**BRIEF 1**
Name every kind of chart that the discussion of music charts below mentions.
**BRIEF 2**
Write the next part of the discussion of music charts below, continuing after its final sentence.

--- Begin READING TEXT ---

That's a fucked up rule. Who gives one if the song is old? The charts should reflect what is popular this week whether it was farted out last Friday or dreamily exhaled by the vocalist of several generations in 1994. What a joke!

Nope. The charts should reflect what people are buying. They've got themselves into a godawful mess with streaming and that's because they should never had added it in the first place.
 
I've said it before, but the whole thing is fucked up. The whole climate of how people consume music (and that's a horrid phrase in itself) HAS changed, and I don't think streaming should be excluded. The problem is trying to create a chart which combines both streaming and sales with a whole load of entirely arbitrary rules which are changed as and when the OCC see fit because something doesn't go the way they like.

We have a sales chart and a streaming chart. I'm more inclined just to follow the one I prefer than a bastardised combined one which often crowns a song which is neither the most streamed or the most purchased, and is essentially made up.
 
Nope. The charts should reflect what people are buying. They've got themselves into a godawful mess with streaming and that's because they should never had added it in the first place.
Streaming is how people listen to music IN 2018 and sales are not representative of popularity at all anymore so this is a crock of shit...

--- End READING TEXT ---
--- Begin DATASET EXCERPT ---

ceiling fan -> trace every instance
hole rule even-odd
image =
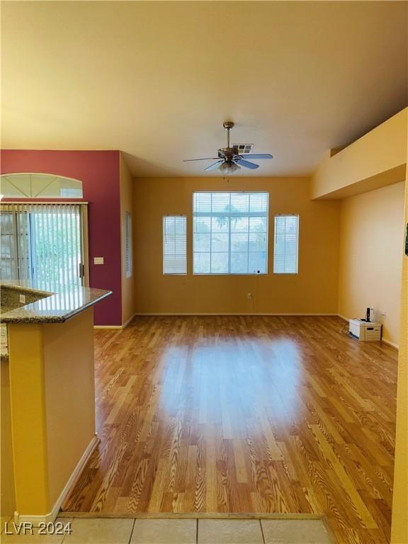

--- End DATASET EXCERPT ---

**ANSWER 1**
- A sales chart
- A streaming chart
- A combined chart that mixes streaming and sales

**ANSWER 2**
Streaming is how people listen to music IN 2018 and sales are not representative of popularity at all anymore so this is a crock of shit...

How people "listen" to music was never a factor in the charts in the UK. Nor should it be now just because we've stumbled into this notion that how we "consume" (UGH) something is something that automatically requires to be documented. I hear a lot of music in shops, does that get counted? The only reason it has been shoehorned in is because sales figures had becomes so pitiful people were finding the charts irrelevant. Net result, seemingly random configurations of flawed data and a chart with even less relevance than ever. Boo hiss etc.
 
But the charts being based on sales originates from a time when if you wanted to listen to a song, you had no choice except to buy it. That's not the case now - there are many ways you can choose to listen to something instantly, including buying it.

Plus of course one of the reasons sales have gone down is precisely because people are choosing to stream it instead. If sales are so low that the chart is irrelevant, is it so wrong to attempt to make them relevant by reflecting the way people are choosing to consume it?
 
But the charts being based on sales originates from a time when if you wanted to listen to a song, you had no choice except to buy it.
Exactly. And charts have to reflect that, like it or not, because it's the way people "buy" music now. A different story is the system they use and how they make it up as they go.
 
Streaming is the modern equivalent of taping off the radio.

Sales have gone down because people have no money - we're either paying exorbitant rents, having our benefits cut (or stopped) or receiving wage rises that haven't kept pace with inflation*. £10 a month for Spotify will inevitably replace buying 4 or 5 albums and 8 or 9 singles a month.

*obviously there's vastly more to this but I don't want to completely clutter this thread. Widely speaking, the only generation with spare cash are boomers who are being targeted with £100 box sets etc.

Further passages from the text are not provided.